Excerpt to read ->
Analysis of the Heat Stress Induced Quenching of Variable Chlorophyll a Fluorescence in Beet Spinach Leaves: Possible Accumulation of Oxidized Quencher P680+ under High Illumination

Effect of preheating of beet spinach leaves on chlorophyll a fluorescence yield was analyzed with the help of additional high intensity illumination pulses using a pulse modulated fluorometer. Preheating at mildly elevated temperature (35–45°C) causes a shift in the redox state of secondary donor of photosystem II, possibly due to uncoupling of phosphorylation because of thermal induced membrane disorganization and associated alkalinization of intra thylakoid space. Also, at these preheating temperatures, a rise in photosystem I catalyzed electron transfer has been shown to occur. These two effects induce rapid quenching of Chi a fluorescence, which drops even in the presence of actinic light, below the level of initial fluorescence (F_o′ monitored by the weak modulated probing light. Preheating of leaf segments induces an increase in fluorescence in the presence of dluron, which blocks electron flow between two photosystems, and thus this increases in fluorescence yield (F_o′ as monitored by weak modulated light, is not solely due to disorganization of light harvesting Chi-protein complex but also due to a shift in the redox equilibrium of the donor at the oxidizing side of photosystem II resulting in rapid reduction of Q_A the stable primary acceptor of photosystem II. In 50°C preheated DCMU treated samples, the fluorescence yield increases in weak modulated light and it approaches that of maximal steady state (F_max) level. At preheating temperature of 48°–50°C, the inactivation of enzymes in the reducing side of photosystem I, causes an impairment of the reoxidation of QA and under this condition, a strong illumination causes quenching of Chi a fluorescence. This quenching seems to arise because of accumulation of the P680⁺, the oxidized physiological donor of photosystem which is a quencher of Chi a fluorescence. This quenching depended on the pulse intensity and duration which saturates P680⁺ accumulation and is greatly manifested when water oxidation complex is damaged.

Entries provided ->
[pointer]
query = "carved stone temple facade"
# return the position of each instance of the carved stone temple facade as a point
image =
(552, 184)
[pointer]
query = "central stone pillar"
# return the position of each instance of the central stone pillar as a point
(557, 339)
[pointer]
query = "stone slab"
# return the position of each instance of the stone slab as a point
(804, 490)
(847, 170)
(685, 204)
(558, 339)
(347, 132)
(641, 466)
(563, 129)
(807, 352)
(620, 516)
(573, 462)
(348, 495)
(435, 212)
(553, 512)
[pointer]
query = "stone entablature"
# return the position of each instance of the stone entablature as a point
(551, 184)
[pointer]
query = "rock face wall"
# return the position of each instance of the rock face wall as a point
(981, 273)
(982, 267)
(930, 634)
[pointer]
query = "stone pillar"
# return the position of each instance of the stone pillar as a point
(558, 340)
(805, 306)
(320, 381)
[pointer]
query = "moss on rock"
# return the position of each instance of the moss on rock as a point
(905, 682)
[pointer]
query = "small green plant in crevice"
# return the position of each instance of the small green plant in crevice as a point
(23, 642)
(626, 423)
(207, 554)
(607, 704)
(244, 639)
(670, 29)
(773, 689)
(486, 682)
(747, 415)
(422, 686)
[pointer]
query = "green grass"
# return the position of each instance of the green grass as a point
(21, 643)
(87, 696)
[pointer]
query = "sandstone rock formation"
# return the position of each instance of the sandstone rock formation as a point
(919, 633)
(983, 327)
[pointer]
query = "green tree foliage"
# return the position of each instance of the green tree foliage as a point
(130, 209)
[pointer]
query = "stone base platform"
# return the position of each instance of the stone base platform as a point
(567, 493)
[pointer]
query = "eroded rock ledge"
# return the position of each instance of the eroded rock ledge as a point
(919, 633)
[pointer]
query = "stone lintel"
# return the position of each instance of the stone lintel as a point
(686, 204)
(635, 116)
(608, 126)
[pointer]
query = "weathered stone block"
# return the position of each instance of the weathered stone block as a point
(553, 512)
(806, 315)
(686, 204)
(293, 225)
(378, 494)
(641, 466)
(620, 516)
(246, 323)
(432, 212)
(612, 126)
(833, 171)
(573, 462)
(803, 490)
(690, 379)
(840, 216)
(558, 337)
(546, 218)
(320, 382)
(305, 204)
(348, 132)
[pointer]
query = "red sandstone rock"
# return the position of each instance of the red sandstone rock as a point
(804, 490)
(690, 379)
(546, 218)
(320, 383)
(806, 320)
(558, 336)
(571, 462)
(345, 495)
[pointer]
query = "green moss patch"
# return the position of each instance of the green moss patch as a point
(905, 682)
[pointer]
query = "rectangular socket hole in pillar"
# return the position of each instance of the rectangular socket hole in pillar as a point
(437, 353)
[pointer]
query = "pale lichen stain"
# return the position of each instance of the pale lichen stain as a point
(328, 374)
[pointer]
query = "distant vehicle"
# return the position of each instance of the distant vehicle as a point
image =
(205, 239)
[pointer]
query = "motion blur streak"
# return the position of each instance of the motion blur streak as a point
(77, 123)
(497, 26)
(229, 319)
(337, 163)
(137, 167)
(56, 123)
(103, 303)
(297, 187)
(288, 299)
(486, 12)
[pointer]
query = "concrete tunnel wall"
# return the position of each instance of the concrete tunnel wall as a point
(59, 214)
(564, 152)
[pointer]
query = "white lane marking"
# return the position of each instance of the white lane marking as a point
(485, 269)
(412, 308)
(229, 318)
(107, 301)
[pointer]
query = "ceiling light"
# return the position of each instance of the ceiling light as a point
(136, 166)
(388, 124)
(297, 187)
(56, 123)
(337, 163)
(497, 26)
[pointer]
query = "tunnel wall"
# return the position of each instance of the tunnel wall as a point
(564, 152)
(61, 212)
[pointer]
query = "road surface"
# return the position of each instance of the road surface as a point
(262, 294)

What to work on ->
(A) In the beet spinach abstract, what range of mildly elevated preheating temperatures causes a shift in the redox state of the secondary donor of photosystem II?
(B) Translate this sentence from the beet spinach abstract into Spanish: "Also, at these preheating temperatures, a rise in photosystem I catalyzed electron transfer has been shown to occur."
The items are not needed for this work.

Responses per task ->
(A) 35–45°C

(B) Además, a estas temperaturas de precalentamiento, se ha demostrado que se produce un aumento en la transferencia de electrones catalizada por el fotosistema I.